===== Data lines =====
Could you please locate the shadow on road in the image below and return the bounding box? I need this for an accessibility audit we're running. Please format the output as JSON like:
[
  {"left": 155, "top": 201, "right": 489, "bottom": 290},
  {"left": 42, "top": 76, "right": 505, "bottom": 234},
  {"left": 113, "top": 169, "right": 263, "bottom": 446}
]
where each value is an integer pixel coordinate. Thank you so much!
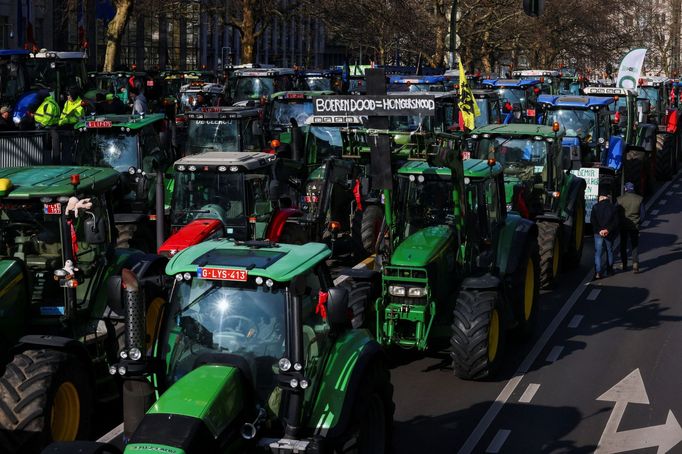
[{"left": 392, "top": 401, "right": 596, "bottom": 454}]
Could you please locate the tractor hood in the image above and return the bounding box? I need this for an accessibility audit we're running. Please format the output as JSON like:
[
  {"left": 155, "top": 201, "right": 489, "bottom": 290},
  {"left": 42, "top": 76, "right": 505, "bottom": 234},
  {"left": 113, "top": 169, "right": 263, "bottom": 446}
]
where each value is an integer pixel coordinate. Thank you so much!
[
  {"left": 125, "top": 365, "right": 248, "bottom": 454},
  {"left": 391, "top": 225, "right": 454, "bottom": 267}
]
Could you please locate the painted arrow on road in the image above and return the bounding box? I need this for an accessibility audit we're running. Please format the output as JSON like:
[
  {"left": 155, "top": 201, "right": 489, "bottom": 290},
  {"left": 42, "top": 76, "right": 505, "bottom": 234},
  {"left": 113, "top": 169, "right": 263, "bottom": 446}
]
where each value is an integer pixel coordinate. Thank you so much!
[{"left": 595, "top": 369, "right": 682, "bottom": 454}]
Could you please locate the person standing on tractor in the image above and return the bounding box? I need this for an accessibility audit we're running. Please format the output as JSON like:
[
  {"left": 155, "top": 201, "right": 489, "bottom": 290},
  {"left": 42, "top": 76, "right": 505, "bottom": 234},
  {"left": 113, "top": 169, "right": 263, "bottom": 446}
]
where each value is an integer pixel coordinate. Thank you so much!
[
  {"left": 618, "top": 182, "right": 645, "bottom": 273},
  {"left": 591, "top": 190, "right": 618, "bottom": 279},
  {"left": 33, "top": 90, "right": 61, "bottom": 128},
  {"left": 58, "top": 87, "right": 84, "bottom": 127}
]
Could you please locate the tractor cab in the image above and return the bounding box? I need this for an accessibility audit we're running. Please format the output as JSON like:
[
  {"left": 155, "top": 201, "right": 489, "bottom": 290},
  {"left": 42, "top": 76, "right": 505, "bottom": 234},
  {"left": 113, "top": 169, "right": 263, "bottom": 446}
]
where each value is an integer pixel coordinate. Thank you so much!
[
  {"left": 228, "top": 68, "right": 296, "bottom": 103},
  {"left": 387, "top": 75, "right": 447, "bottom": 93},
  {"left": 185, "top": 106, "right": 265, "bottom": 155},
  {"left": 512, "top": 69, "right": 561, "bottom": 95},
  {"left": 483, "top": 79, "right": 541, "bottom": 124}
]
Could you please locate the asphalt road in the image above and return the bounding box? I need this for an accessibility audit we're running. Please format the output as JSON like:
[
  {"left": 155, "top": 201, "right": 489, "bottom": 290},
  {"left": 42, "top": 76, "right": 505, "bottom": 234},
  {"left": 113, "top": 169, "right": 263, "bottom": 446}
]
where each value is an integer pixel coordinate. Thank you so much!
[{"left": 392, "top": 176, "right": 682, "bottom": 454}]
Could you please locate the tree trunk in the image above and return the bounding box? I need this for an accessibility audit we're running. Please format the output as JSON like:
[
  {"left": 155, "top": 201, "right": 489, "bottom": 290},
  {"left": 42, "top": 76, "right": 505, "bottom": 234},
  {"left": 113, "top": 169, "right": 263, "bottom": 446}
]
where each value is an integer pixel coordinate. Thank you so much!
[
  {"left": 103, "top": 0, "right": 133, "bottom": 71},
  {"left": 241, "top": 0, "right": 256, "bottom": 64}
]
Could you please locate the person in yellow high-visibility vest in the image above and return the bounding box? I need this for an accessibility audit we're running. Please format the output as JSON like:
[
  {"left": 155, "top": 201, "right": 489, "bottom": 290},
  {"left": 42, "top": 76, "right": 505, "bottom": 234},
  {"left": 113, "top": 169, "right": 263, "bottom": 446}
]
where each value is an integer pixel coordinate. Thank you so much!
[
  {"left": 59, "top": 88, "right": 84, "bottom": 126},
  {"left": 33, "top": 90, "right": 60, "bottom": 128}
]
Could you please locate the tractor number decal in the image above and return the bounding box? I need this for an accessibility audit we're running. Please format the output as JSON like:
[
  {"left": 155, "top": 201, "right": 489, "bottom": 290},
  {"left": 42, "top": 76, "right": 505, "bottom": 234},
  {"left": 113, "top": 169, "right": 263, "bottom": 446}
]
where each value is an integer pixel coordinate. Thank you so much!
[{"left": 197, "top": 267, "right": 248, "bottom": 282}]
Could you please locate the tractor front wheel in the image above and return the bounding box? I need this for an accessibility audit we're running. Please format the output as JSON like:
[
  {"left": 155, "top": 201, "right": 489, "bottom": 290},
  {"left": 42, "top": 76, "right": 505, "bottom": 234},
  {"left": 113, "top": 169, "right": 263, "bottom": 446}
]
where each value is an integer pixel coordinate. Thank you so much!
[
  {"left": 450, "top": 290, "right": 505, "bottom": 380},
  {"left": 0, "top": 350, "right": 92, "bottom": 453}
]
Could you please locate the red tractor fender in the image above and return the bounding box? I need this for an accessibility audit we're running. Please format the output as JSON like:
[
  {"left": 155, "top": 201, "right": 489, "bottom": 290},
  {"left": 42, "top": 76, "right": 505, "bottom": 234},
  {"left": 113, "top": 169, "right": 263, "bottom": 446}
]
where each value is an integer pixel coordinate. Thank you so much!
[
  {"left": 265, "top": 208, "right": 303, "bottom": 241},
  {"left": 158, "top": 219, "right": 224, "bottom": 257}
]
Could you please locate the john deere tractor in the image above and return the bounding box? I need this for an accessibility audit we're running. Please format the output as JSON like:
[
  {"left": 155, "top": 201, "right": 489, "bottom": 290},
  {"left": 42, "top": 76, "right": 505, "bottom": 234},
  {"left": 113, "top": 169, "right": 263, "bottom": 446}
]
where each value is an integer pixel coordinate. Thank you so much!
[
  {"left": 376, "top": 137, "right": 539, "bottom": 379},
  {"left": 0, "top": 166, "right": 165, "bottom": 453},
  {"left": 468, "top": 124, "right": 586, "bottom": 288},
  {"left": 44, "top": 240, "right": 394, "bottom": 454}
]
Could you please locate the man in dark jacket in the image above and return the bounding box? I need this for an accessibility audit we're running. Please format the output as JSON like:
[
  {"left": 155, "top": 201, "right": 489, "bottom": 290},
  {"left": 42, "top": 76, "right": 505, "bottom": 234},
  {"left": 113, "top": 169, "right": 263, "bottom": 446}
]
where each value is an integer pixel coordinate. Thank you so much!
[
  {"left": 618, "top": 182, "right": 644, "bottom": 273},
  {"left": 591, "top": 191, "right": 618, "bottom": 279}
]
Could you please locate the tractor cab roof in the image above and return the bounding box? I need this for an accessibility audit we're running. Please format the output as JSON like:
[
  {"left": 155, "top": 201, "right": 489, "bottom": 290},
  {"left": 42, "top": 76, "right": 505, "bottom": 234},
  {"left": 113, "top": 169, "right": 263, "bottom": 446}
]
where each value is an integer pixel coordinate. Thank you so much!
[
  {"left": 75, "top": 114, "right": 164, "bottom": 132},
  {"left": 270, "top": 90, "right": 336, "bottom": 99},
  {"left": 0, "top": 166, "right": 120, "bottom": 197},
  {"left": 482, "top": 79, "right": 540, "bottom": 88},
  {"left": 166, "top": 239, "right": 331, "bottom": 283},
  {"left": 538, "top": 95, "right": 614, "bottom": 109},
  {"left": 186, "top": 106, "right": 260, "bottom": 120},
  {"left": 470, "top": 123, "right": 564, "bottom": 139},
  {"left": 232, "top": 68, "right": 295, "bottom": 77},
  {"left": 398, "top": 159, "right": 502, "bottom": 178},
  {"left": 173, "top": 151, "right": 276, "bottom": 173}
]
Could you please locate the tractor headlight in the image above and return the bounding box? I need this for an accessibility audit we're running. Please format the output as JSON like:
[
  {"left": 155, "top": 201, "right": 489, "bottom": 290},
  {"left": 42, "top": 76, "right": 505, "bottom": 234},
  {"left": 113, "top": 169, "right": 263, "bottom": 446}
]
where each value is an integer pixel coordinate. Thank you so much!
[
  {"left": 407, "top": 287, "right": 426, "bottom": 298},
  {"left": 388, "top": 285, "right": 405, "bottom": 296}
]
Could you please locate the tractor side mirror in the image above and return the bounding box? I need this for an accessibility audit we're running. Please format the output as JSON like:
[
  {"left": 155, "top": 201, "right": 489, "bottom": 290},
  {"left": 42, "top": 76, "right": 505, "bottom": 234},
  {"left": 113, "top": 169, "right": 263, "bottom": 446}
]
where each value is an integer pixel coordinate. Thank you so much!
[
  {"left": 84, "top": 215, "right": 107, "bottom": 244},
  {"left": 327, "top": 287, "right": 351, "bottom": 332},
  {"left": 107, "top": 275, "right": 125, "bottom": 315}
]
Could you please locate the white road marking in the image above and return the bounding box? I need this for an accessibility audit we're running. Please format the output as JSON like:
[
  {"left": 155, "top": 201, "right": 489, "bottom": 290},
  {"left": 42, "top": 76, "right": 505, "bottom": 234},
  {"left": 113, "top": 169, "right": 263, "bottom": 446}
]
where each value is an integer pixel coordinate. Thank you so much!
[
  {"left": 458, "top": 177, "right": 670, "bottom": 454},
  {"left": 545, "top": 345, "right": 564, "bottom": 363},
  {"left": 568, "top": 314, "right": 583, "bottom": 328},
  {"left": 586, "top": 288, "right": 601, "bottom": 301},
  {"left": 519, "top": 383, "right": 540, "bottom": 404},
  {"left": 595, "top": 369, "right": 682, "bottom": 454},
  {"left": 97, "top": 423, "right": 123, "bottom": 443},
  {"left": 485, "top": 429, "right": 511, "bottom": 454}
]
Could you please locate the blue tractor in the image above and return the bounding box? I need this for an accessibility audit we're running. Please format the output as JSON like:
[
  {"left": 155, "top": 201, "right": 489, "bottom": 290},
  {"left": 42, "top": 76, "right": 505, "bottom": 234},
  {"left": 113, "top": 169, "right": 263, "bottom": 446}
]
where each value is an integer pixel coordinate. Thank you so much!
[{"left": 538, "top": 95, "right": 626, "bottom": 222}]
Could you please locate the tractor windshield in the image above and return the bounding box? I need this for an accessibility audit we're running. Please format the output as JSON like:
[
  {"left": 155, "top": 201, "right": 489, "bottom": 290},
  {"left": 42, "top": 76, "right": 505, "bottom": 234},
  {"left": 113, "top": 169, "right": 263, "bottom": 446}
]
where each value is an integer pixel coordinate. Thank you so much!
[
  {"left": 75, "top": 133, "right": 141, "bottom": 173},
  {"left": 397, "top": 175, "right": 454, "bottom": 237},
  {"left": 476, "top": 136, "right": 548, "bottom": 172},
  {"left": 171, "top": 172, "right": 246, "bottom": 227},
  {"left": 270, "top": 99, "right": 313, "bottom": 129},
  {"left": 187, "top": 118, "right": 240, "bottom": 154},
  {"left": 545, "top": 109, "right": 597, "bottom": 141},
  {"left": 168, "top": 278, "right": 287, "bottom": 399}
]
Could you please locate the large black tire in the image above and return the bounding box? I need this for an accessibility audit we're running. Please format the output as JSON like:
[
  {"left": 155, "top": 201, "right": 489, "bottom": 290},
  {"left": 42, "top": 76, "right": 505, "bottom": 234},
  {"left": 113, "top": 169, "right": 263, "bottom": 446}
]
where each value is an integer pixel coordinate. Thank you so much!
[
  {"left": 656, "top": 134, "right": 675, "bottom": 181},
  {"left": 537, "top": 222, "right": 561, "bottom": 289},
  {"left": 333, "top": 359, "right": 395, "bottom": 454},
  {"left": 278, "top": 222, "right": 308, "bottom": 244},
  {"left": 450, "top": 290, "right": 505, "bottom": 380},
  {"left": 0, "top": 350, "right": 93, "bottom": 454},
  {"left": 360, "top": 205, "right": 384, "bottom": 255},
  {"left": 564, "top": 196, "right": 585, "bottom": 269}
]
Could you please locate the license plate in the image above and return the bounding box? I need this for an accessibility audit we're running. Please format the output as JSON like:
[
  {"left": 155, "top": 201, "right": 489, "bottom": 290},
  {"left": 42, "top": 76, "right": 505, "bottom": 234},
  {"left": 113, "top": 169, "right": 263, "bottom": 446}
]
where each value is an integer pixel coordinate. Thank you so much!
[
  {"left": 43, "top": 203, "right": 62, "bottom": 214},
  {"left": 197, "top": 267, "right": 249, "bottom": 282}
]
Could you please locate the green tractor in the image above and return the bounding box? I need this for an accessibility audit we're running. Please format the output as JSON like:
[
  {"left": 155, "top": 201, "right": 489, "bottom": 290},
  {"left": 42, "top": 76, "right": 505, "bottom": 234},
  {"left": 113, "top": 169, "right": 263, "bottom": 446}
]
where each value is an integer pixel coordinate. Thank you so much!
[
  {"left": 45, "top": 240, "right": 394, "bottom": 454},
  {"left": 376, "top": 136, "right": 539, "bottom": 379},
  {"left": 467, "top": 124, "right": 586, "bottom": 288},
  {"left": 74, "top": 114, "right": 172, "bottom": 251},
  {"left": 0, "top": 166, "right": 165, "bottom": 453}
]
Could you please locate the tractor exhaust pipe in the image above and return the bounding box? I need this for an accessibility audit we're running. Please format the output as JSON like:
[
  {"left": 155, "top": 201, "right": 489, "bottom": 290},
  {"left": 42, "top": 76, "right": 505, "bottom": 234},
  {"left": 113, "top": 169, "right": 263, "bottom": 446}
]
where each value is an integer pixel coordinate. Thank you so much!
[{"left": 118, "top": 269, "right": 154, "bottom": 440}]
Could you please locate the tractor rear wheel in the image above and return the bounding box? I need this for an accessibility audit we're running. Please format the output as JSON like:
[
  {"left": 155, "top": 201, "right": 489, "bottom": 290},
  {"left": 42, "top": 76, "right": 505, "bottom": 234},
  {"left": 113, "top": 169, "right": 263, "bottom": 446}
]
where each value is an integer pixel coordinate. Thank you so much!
=====
Tally the lines of the entries above that contain the string "person", matching case exactly, and give only the number.

2